• _Assignment_: All entries must be repeated exactly; do not include the pictures.

• _Source records_:

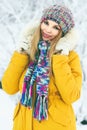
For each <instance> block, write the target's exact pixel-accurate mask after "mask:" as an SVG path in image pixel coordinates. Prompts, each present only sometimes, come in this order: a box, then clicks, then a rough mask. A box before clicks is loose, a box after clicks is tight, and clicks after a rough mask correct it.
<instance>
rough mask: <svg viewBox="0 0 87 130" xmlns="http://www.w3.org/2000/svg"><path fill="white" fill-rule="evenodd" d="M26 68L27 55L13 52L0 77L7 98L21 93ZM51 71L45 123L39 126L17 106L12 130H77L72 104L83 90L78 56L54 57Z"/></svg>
mask: <svg viewBox="0 0 87 130" xmlns="http://www.w3.org/2000/svg"><path fill="white" fill-rule="evenodd" d="M28 64H29V57H28V55H25V54H20V53H18V52H17V51H15V52H14V54H13V56H12V58H11V61H10V63H9V65H8V68H7V69H6V71H5V73H4V75H3V77H2V87H3V89H4V90H5V91H6V92H7V93H8V94H15V93H16V92H18V91H19V90H20V92H21V91H22V83H23V79H24V74H25V73H26V69H27V67H28ZM52 70H53V76H52V77H51V79H50V83H49V108H48V120H44V121H41V122H38V121H37V120H36V119H34V118H33V117H32V109H30V110H29V109H28V108H26V107H24V106H22V105H20V103H18V105H17V106H16V108H15V111H14V117H13V120H14V125H13V130H48V129H50V130H76V126H75V115H74V112H73V108H72V103H73V102H75V101H76V100H77V99H79V98H80V93H81V86H82V70H81V65H80V60H79V57H78V54H77V53H76V52H75V51H71V52H70V53H69V55H68V56H65V55H58V54H57V55H53V57H52Z"/></svg>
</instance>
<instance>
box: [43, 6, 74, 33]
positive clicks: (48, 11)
mask: <svg viewBox="0 0 87 130" xmlns="http://www.w3.org/2000/svg"><path fill="white" fill-rule="evenodd" d="M47 19H49V20H53V21H55V22H57V23H58V24H59V25H60V27H61V29H62V32H63V35H65V34H66V33H67V32H68V31H69V30H70V29H71V28H72V27H74V20H73V15H72V12H71V10H69V9H68V8H67V7H65V6H61V5H53V6H50V7H49V8H47V9H45V10H44V11H43V16H42V18H41V22H43V21H44V20H47Z"/></svg>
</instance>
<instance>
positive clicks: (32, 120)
mask: <svg viewBox="0 0 87 130" xmlns="http://www.w3.org/2000/svg"><path fill="white" fill-rule="evenodd" d="M76 42H77V33H76V30H75V28H74V20H73V16H72V13H71V11H70V10H69V9H68V8H67V7H65V6H60V5H53V6H50V7H49V8H47V9H45V10H44V12H43V16H42V18H41V20H40V22H39V23H38V24H36V23H34V24H33V25H32V27H28V28H27V30H26V31H25V33H24V39H23V40H22V41H21V44H20V46H19V49H17V50H16V51H15V52H14V54H13V56H12V58H11V61H10V63H9V65H8V68H7V69H6V71H5V73H4V75H3V77H2V87H3V89H4V90H5V91H6V92H7V93H8V94H15V93H16V92H18V91H20V93H21V99H20V101H19V103H18V104H17V106H16V108H15V111H14V117H13V121H14V125H13V130H48V129H50V130H53V129H55V130H76V119H75V115H74V111H73V108H72V103H73V102H75V101H76V100H77V99H79V98H80V93H81V86H82V70H81V65H80V60H79V56H78V54H77V53H76V52H75V51H74V48H75V46H76Z"/></svg>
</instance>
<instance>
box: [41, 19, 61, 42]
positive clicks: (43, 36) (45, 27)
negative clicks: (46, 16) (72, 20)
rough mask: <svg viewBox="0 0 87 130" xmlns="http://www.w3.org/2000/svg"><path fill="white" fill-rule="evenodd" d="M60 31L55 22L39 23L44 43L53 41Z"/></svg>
mask: <svg viewBox="0 0 87 130" xmlns="http://www.w3.org/2000/svg"><path fill="white" fill-rule="evenodd" d="M60 29H61V28H60V26H59V25H58V24H57V23H56V22H54V21H52V20H45V21H44V22H42V23H41V34H42V39H43V40H45V41H47V40H53V39H54V38H55V37H56V36H57V35H58V34H59V31H60Z"/></svg>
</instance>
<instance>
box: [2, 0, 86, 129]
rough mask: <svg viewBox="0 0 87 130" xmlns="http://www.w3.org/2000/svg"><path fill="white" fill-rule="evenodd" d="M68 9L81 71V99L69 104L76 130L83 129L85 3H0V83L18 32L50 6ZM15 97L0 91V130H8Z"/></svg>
mask: <svg viewBox="0 0 87 130" xmlns="http://www.w3.org/2000/svg"><path fill="white" fill-rule="evenodd" d="M56 3H57V4H58V3H59V4H64V5H66V6H68V7H69V8H70V9H71V10H72V12H73V15H74V19H75V23H76V28H77V30H78V31H79V35H80V38H79V41H78V47H77V48H76V49H77V52H78V54H79V56H80V60H81V65H82V71H83V86H82V92H81V98H80V99H79V100H78V101H76V102H75V103H74V104H73V107H74V110H75V114H76V117H77V122H76V123H77V130H87V124H82V123H81V122H82V121H87V69H86V66H87V60H86V59H87V58H86V57H87V0H15V1H13V0H0V80H1V79H2V75H3V73H4V71H5V69H6V67H7V65H8V63H9V61H10V58H11V56H12V54H13V52H14V50H15V48H16V45H17V44H18V40H19V36H20V32H21V31H22V30H23V28H24V27H25V26H26V25H27V24H28V23H29V22H32V21H35V20H36V19H39V18H40V16H41V14H42V10H43V9H44V8H46V7H48V6H49V5H52V4H56ZM18 98H19V94H15V95H13V96H10V95H8V94H6V93H5V92H4V91H3V90H2V89H0V130H12V123H13V122H12V117H13V111H14V107H15V104H16V102H17V100H18Z"/></svg>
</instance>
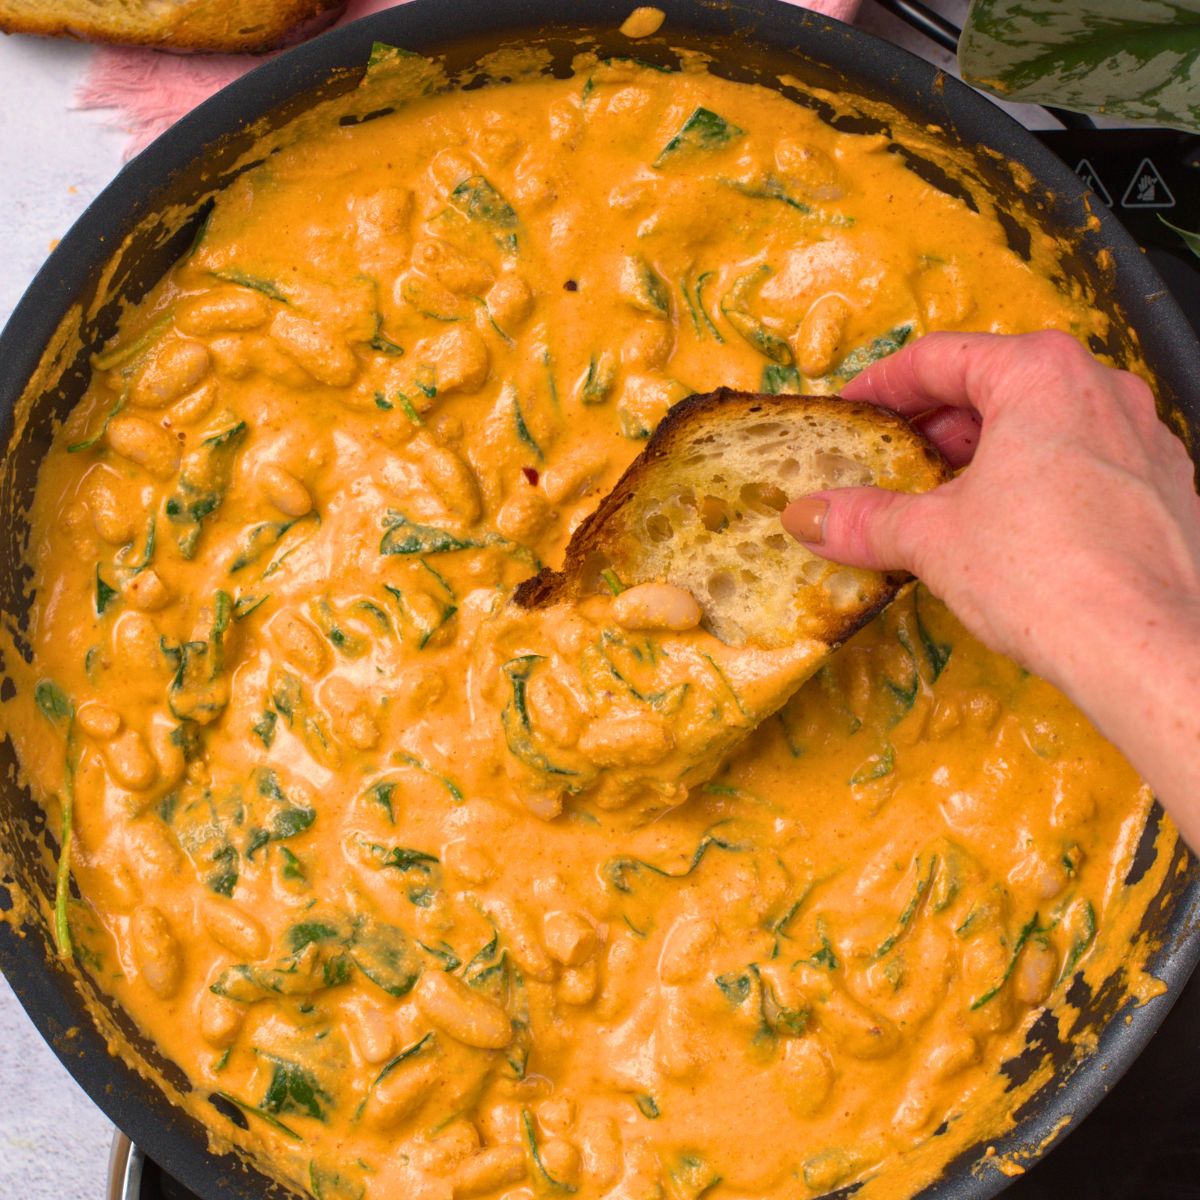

• _Response to this task_:
For each <instance> block, write the target's exact pixel-accurate mask after "mask:" as an SVG path in image pixel coordinates. Prompts, each present only sometimes, come in this order: a box, then clicks, then a rough mask. A box before clicks is loose, a box after clicks is tight, and clicks after a rough mask correct it.
<instance>
rough mask: <svg viewBox="0 0 87 130" xmlns="http://www.w3.org/2000/svg"><path fill="white" fill-rule="evenodd" d="M26 68L27 55L13 52L0 77L7 98L21 93ZM51 71L45 123L39 126L17 106L12 130H77L72 104L83 90L78 56L54 57Z"/></svg>
mask: <svg viewBox="0 0 87 130" xmlns="http://www.w3.org/2000/svg"><path fill="white" fill-rule="evenodd" d="M28 64H29V57H28V55H25V54H20V53H18V52H17V51H15V52H14V54H13V56H12V58H11V61H10V63H9V65H8V68H7V69H6V71H5V73H4V75H3V77H2V87H3V89H4V90H5V91H6V92H7V93H8V94H15V93H16V92H18V91H19V90H20V92H21V91H22V83H23V79H24V74H25V73H26V69H27V67H28ZM52 70H53V76H52V77H51V79H50V83H49V108H48V120H44V121H41V122H38V121H37V120H36V119H34V118H33V117H32V109H30V110H29V109H28V108H26V107H24V106H22V105H20V103H18V105H17V106H16V108H15V111H14V117H13V120H14V125H13V130H48V129H50V130H76V126H75V115H74V112H73V108H72V103H73V102H75V101H76V100H77V99H79V98H80V93H81V86H82V70H81V65H80V60H79V57H78V54H77V53H76V52H75V51H71V52H70V53H69V55H68V56H65V55H58V54H57V55H53V57H52Z"/></svg>
</instance>
<instance>
box: [43, 6, 74, 33]
positive clicks: (48, 11)
mask: <svg viewBox="0 0 87 130" xmlns="http://www.w3.org/2000/svg"><path fill="white" fill-rule="evenodd" d="M47 19H49V20H53V21H55V22H57V23H58V24H59V25H60V27H61V29H62V32H63V35H65V34H66V33H67V32H68V31H69V30H70V29H71V28H72V27H74V20H73V15H72V12H71V10H69V9H68V8H67V7H65V6H61V5H53V6H50V7H49V8H47V9H45V10H44V11H43V16H42V18H41V22H43V21H44V20H47Z"/></svg>
</instance>
<instance>
positive clicks: (32, 120)
mask: <svg viewBox="0 0 87 130" xmlns="http://www.w3.org/2000/svg"><path fill="white" fill-rule="evenodd" d="M76 42H77V33H76V30H75V28H74V20H73V16H72V13H71V11H70V10H69V9H68V8H67V7H65V6H60V5H53V6H50V7H49V8H47V9H45V10H44V12H43V16H42V18H41V20H40V22H39V23H38V24H36V23H34V24H33V25H32V27H28V28H27V30H26V31H25V33H24V39H23V40H22V41H21V44H20V46H19V49H17V50H16V51H15V52H14V54H13V56H12V58H11V61H10V63H9V65H8V68H7V69H6V71H5V73H4V75H3V77H2V87H3V89H4V90H5V91H6V92H7V93H8V94H15V93H16V92H18V91H20V93H21V99H20V101H19V103H18V104H17V106H16V108H15V111H14V117H13V121H14V125H13V130H48V129H50V130H53V129H55V130H76V119H75V115H74V111H73V108H72V103H73V102H75V101H76V100H77V99H79V98H80V93H81V86H82V70H81V65H80V60H79V56H78V54H77V53H76V52H75V51H74V48H75V46H76Z"/></svg>
</instance>
<instance>
box: [41, 19, 61, 42]
positive clicks: (43, 36) (45, 27)
negative clicks: (46, 16) (72, 20)
rough mask: <svg viewBox="0 0 87 130" xmlns="http://www.w3.org/2000/svg"><path fill="white" fill-rule="evenodd" d="M60 31L55 22L39 23L44 43L53 41Z"/></svg>
mask: <svg viewBox="0 0 87 130" xmlns="http://www.w3.org/2000/svg"><path fill="white" fill-rule="evenodd" d="M60 29H61V28H60V26H59V25H58V24H57V23H56V22H54V21H52V20H45V21H44V22H42V23H41V34H42V39H43V40H45V41H47V40H53V39H54V38H55V37H56V36H57V35H58V34H59V31H60Z"/></svg>
</instance>
<instance>
box: [2, 0, 86, 129]
rough mask: <svg viewBox="0 0 87 130" xmlns="http://www.w3.org/2000/svg"><path fill="white" fill-rule="evenodd" d="M68 9L81 71V99L69 104L76 130L83 129L85 3H0V83L18 32L50 6ZM15 97L0 91V130H8Z"/></svg>
mask: <svg viewBox="0 0 87 130" xmlns="http://www.w3.org/2000/svg"><path fill="white" fill-rule="evenodd" d="M56 3H57V4H58V3H59V4H64V5H66V6H68V7H69V8H70V9H71V10H72V12H73V15H74V19H75V23H76V28H77V30H78V31H79V35H80V38H79V41H78V47H77V48H76V49H77V52H78V54H79V56H80V60H81V65H82V71H83V86H82V92H81V98H80V99H79V100H78V101H76V102H75V103H74V104H73V107H74V110H75V114H76V117H77V122H76V123H77V130H87V124H82V123H81V122H82V121H87V69H86V66H87V60H86V59H87V58H86V57H87V0H15V1H13V0H0V80H1V79H2V75H3V73H4V71H5V69H6V67H7V65H8V63H9V61H10V58H11V56H12V54H13V52H14V50H15V48H16V45H17V44H18V40H19V36H20V32H21V31H22V30H23V28H24V27H25V26H26V25H27V24H28V23H29V22H32V21H35V20H36V19H39V18H40V16H41V14H42V10H43V9H44V8H46V7H48V6H49V5H52V4H56ZM18 98H19V94H15V95H13V96H10V95H8V94H6V93H5V92H4V91H3V90H2V89H0V130H12V123H13V122H12V117H13V111H14V107H15V104H16V102H17V100H18Z"/></svg>
</instance>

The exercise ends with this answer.